(Items listed in a dataset)
---+---

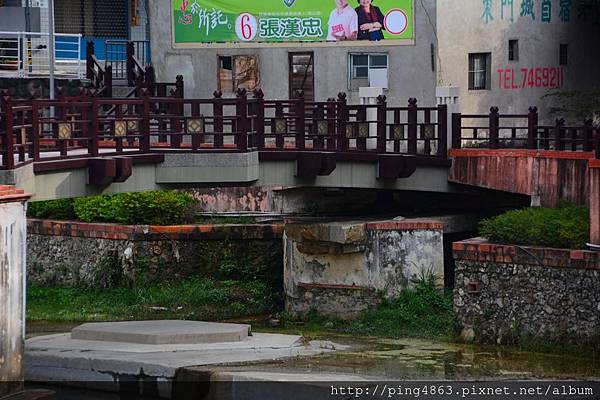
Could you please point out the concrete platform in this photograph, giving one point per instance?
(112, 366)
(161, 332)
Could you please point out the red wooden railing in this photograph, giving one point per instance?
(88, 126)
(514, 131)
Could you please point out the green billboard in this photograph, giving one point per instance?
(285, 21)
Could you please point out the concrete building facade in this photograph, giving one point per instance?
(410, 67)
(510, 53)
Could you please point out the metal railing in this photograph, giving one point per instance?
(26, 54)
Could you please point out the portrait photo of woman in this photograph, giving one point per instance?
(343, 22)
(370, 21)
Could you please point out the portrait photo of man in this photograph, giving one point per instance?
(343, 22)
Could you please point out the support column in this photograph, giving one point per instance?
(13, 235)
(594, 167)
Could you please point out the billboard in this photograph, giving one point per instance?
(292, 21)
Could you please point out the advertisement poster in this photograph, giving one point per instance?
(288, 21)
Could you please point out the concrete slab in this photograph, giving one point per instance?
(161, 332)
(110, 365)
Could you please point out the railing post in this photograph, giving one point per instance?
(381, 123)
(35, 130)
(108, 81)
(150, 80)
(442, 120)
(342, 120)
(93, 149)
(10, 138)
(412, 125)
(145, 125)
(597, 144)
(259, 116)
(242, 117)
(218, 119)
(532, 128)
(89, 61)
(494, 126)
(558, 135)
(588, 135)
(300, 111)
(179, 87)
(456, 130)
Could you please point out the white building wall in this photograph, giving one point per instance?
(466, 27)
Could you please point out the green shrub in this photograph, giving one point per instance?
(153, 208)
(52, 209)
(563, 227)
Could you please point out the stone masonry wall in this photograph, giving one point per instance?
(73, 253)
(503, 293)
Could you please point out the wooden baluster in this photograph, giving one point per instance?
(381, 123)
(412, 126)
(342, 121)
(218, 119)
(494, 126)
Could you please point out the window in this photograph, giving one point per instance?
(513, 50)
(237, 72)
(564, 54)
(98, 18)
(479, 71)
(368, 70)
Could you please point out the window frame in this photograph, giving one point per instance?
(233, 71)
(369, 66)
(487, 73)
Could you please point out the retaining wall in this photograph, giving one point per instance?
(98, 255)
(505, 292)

---+---

Problem to work on >> Images are to be skipped, and each line above is to be returned exactly.

The completed task >>
Could you please point out the concrete platform in this photograph, giving one point per instance?
(112, 366)
(161, 332)
Could you please point out the red wooden railing in this photograph, giving one point per instance?
(88, 126)
(514, 131)
Could you please point out the green billboard in this photograph, giving one point per instance?
(285, 21)
Could you please point out the concrete building facade in this photograph, giving one point per instance?
(410, 67)
(510, 53)
Could you please point out the metal railing in this photograph, giving one point per instance?
(26, 54)
Could you please point out the portrait photo of woman in this photograph, giving one point per instance?
(343, 22)
(370, 21)
Could you please point out the portrait photo of man in this photograph, giving one point per instance?
(343, 22)
Could you please point out the support column in this photograph, giving one point per instance?
(13, 235)
(594, 167)
Could you please point out the billboard in this photograph, giving one point per instance?
(292, 21)
Could you please point out the advertisement poster in this photograph, giving one point per instance?
(288, 21)
Could you please point out the concrete slab in this photograph, giving one point per instance?
(161, 332)
(110, 365)
Could you please point out the railing post in this photograph, giving one point per instance?
(381, 123)
(35, 130)
(108, 81)
(150, 80)
(442, 120)
(342, 120)
(93, 149)
(10, 138)
(412, 125)
(145, 125)
(597, 144)
(259, 116)
(242, 117)
(218, 119)
(532, 128)
(89, 61)
(494, 126)
(558, 135)
(588, 135)
(300, 111)
(179, 87)
(456, 130)
Could you please point out the white building wall in this photograph, giving one point per instance?
(466, 27)
Could you please point out the green shrub in this photograph, giving one point per instance?
(153, 208)
(52, 209)
(563, 227)
Could you please point out the stone masonry wall in this photograph, giving one point per instance?
(73, 253)
(503, 293)
Could you please point out the wooden baluster in this photograph, giving one point per instance?
(381, 123)
(412, 126)
(342, 121)
(218, 119)
(494, 126)
Could you please point out the window in this photograph, giving one point per instance?
(513, 50)
(237, 72)
(564, 54)
(98, 18)
(479, 71)
(368, 70)
Could you please point out the window frame in this photograph, giving one point per instance?
(233, 71)
(369, 66)
(487, 73)
Could you please point out the retaining wall in this photograph, giving one point per instance?
(98, 255)
(505, 292)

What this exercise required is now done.